[Task list]
1 - In the text about Canright and the Otsego Baptist Church, how much did the church pledge to pay him each week for the first three months?
2 - From the text about Canright and the Otsego Baptist Church, copy word for word the passage from "After Canright withdrew" up to and including "on April 19th.".
3 - Continue the text about Canright's pastorate at the Otsego Baptist Church from where it stops.

[Text block]
——

After Canright withdrew from the Otsego Adventist Church on Feb. 17, 1887, he joined the local Baptist fellowship. The Otsego Union of March 4 (p. 1) contained this information:
"Rev. D.M. Canright and his wife and family will connect themselves with the Baptist church of this village on Saturday, and on Sunday following he will occupy the pulpit of the Baptist Church, and remain their pastor for three months at least."
The records of the Otsego Baptist Church begin on Dec. 26, 1835. I have surveyed those handwritten accounts and carefully noted all they contain concerning Canright. On March, 5, 1887, Mr. and Mrs. Canright and daughter Veva applied for membership and were received by vote. On March 6, he first preached for the church. At a business meeting on March 17, he was licensed to preach, and it was moved to call an Ordination Council for him, which convened on April 19th.
On July 3 the record contains this account:
"A unanimous vote was given Elder Canright to accept the pastorate of this church for one year, dating from July 3rd, the expiration of the first three months, during which time the prosperity of the church has been very marked. An encouragement for a brighter future seems to be before us. Moved and carried that we pledge to pay Elder Canright ten dollars per week by weekly subscription for the first three months."
Referring to this arrangement about a year later, Canright wrote:
"In Otsego, where I had lived for six years and was well known, there was a small Baptist church, in debt and unable to hire a pastor. They invited me to preach for them, but said they could offer me next to nothing as a salary. Here was a church needing help, just such as I felt I could give. I...accepted this [offer] and have been their pastor ever since. ... God has greatly blessed my labors here; many have been converted, all debts are paid off, and now they are able to pay a fair salary. I have engaged to remain another year at least." (SDAR, 1st ed., ch. 1)

——

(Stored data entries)

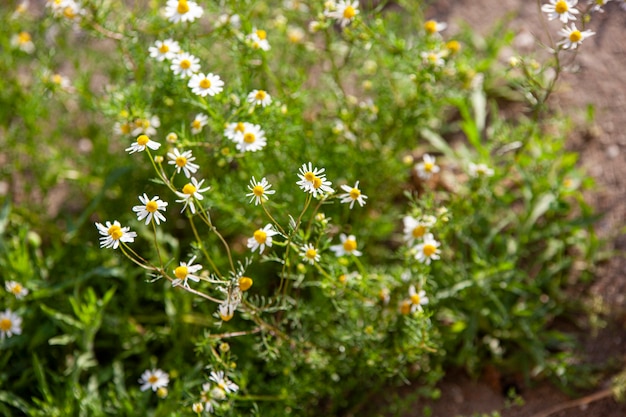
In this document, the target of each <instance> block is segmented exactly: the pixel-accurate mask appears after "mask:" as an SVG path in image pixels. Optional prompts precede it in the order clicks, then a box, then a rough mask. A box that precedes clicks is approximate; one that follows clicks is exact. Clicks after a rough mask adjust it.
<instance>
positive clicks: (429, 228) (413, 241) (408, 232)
mask: <svg viewBox="0 0 626 417" xmlns="http://www.w3.org/2000/svg"><path fill="white" fill-rule="evenodd" d="M402 223H403V224H404V240H406V242H407V243H408V244H409V245H412V244H413V242H414V241H415V240H416V239H421V238H423V237H424V235H426V233H428V230H429V229H430V227H432V225H431V223H429V222H427V221H425V220H423V219H421V218H420V219H416V218H414V217H411V216H405V217H404V218H403V219H402Z"/></svg>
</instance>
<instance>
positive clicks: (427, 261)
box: [413, 233, 441, 265]
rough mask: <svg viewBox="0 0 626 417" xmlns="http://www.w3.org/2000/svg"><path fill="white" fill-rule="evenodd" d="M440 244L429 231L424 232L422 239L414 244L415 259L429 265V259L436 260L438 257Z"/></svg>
mask: <svg viewBox="0 0 626 417" xmlns="http://www.w3.org/2000/svg"><path fill="white" fill-rule="evenodd" d="M440 245H441V244H440V243H439V242H437V241H436V240H435V239H434V237H433V235H432V234H431V233H426V234H425V235H424V241H423V242H422V243H420V244H419V245H417V246H415V248H414V249H413V250H414V252H415V255H414V256H415V259H417V260H418V261H420V262H422V263H425V264H426V265H430V261H431V260H433V259H434V260H437V259H439V258H440V256H439V254H440V253H441V250H439V246H440Z"/></svg>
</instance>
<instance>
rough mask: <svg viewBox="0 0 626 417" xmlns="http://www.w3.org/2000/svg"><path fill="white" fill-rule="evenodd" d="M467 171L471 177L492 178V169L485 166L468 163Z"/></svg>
mask: <svg viewBox="0 0 626 417" xmlns="http://www.w3.org/2000/svg"><path fill="white" fill-rule="evenodd" d="M468 171H469V174H470V176H471V177H474V178H477V177H492V176H493V173H494V172H493V169H491V168H489V167H488V166H487V165H486V164H475V163H473V162H470V163H469V166H468Z"/></svg>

——

[Task responses]
1 - Ten dollars per week, by weekly subscription.

2 -
After Canright withdrew from the Otsego Adventist Church on Feb. 17, 1887, he joined the local Baptist fellowship. The Otsego Union of March 4 (p. 1) contained this information:
"Rev. D.M. Canright and his wife and family will connect themselves with the Baptist church of this village on Saturday, and on Sunday following he will occupy the pulpit of the Baptist Church, and remain their pastor for three months at least."
The records of the Otsego Baptist Church begin on Dec. 26, 1835. I have surveyed those handwritten accounts and carefully noted all they contain concerning Canright. On March, 5, 1887, Mr. and Mrs. Canright and daughter Veva applied for membership and were received by vote. On March 6, he first preached for the church. At a business meeting on March 17, he was licensed to preach, and it was moved to call an Ordination Council for him, which convened on April 19th.

3 -
The account of Otsego Church historian Mrs. Carl W. Coulson summarizes the events of that spring and summer in these words:
"The first ordination service to be held in our church was that of the beloved Rev. Dudley M. Canright on April 19, 1887. He obtained two hundred dollars from the [Baptist] State Mission Board for the maintenance of a pastor, which he afterwards applied on the church debt. ... In the summer of 1887 the prosperity of the church was very marked. ... The church voted to pledge to pay Rev. Canright ten dollars a week. The Communion Services began to grow in attendance" (p. 19).
Although Canright had, in the summer of 1888, accepted the church’s invitation to be its pastor for another year, the interest in his book became so great that on Sept. 13 following, he resigned, with a view to terminating his pastorate on Oct. 1st. The church record for the former date reads: "Moved and carried that we tender Elder Canright a hearty vote of thanks for the efficient labor he has rendered us during the past year and a half, (and regret to lose him)."
On Oct. 6, 1888, Rev. L.B. Fish was invited to occupy the Baptist pulpit for the 14th. When Mr. Fish came, he was not at all well, and we find that Canright frequently substituted for him.
On Oct. 30, 1890 – over a year after Canright had ceased to be the pastor of the Otsego church – we find in the church record: "After prayer meeting a letter from D.M. Canright was read, requesting letter for himself and family to join the Wealthy Avenue church in Grand Rapids." When the church letter was sent, it was accompanied by the communication already quoted in chapter 4: "We wish to say that as we lose four of our highly prized members, we are glad to send them to you, hoping you will love them as well as we do. We hold Rev. D.M. Canright in highest esteem as a faithful minister of the New Testament and shall continue to pray for his success in the Lord’s work."
In an historical account of Berean Baptist Church of Grand Rapids, published for its fiftieth anniversary in 1942, we read: "In 1890 a number of Baptist Christians, living in the north end of our city, felt the need of a Sunday School and so proceeded to organize one. They were assisted by the late Rev. D.M. Canright. ...
"The blessing of God rested upon this small beginning in such manner that by June 5, 1892, a congregational meeting was called and a church organized. Fifty believers became charter members. Rev. Canright was called as their first pastor" (p. 5). ... It used to be rumored among Adventists that this was a Negro church.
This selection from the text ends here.